### Input data
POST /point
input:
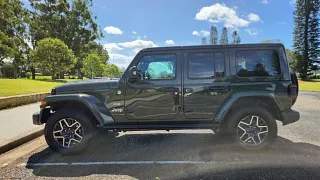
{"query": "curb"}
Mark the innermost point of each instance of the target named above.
(21, 139)
(13, 101)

### To do
You need to copy every entry exactly, taking out only the pictures.

### Problem solution
POST /point
input:
{"query": "curb"}
Mark the innermost point of each instance of the target named above.
(21, 139)
(13, 101)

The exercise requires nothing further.